(Excerpts from a detection dataset)
====================
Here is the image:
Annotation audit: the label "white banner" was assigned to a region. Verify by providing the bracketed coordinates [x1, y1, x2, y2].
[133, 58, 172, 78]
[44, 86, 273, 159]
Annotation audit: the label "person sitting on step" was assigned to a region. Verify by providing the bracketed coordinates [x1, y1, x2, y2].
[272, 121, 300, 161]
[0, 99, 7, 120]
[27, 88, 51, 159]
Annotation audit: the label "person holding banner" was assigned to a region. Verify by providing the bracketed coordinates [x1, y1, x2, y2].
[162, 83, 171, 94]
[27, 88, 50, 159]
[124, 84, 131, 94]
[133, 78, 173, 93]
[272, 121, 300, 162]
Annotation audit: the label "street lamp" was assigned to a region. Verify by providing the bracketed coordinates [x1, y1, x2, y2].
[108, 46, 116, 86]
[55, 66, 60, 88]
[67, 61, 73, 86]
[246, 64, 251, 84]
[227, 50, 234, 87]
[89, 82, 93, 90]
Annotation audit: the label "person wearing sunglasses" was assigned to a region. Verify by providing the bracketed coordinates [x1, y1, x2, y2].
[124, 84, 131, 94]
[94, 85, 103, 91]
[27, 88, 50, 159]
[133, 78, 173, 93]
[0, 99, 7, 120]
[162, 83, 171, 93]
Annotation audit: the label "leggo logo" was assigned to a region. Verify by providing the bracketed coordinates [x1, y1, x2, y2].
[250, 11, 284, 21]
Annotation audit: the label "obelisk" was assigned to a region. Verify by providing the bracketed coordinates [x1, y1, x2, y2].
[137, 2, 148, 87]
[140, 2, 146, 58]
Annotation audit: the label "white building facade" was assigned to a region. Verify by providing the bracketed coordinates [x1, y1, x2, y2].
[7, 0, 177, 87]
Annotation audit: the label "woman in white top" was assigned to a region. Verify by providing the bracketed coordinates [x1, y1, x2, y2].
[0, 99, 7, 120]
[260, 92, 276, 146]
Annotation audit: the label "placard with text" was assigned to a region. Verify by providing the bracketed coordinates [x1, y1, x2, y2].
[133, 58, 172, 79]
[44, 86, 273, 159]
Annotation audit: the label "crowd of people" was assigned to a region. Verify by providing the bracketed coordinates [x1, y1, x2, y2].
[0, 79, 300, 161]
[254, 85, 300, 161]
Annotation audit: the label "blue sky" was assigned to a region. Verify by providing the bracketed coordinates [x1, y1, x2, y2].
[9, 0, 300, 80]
====================
Copy the data verbatim, from its first line through the line containing "[162, 83, 171, 93]", inclusive.

* **Solution for this problem**
Here is the image:
Annotation audit: the label "white banner" was assigned to a region. Verify by providing the bracketed coordinates [x1, y1, x2, y2].
[133, 58, 172, 78]
[44, 86, 273, 159]
Annotation audit: the label "person sitting on step" was assigned to a region. Verify by providing the bracketed coordinates [x1, y1, x2, y2].
[272, 121, 300, 161]
[0, 99, 7, 120]
[27, 88, 51, 159]
Annotation audit: the label "person holding banner" was assigned to a region. Verify by providing the bracketed coordinates [x1, y1, x2, y2].
[162, 83, 171, 94]
[27, 88, 50, 159]
[124, 84, 131, 94]
[133, 78, 173, 93]
[272, 121, 300, 162]
Annotation audit: the label "street lamp" was assigned to a region. Verify by providing the bracketed coordinates [x1, y1, x2, y2].
[108, 46, 116, 86]
[55, 66, 60, 88]
[67, 61, 73, 86]
[246, 64, 251, 84]
[227, 50, 234, 87]
[89, 82, 93, 90]
Annotation audit: the label "person wearing sunglasses" was assigned to a region. Verify by providing the bracketed coordinates [x1, y1, x2, y2].
[124, 84, 131, 94]
[94, 85, 103, 91]
[27, 88, 50, 159]
[133, 78, 173, 93]
[0, 99, 7, 120]
[162, 83, 171, 93]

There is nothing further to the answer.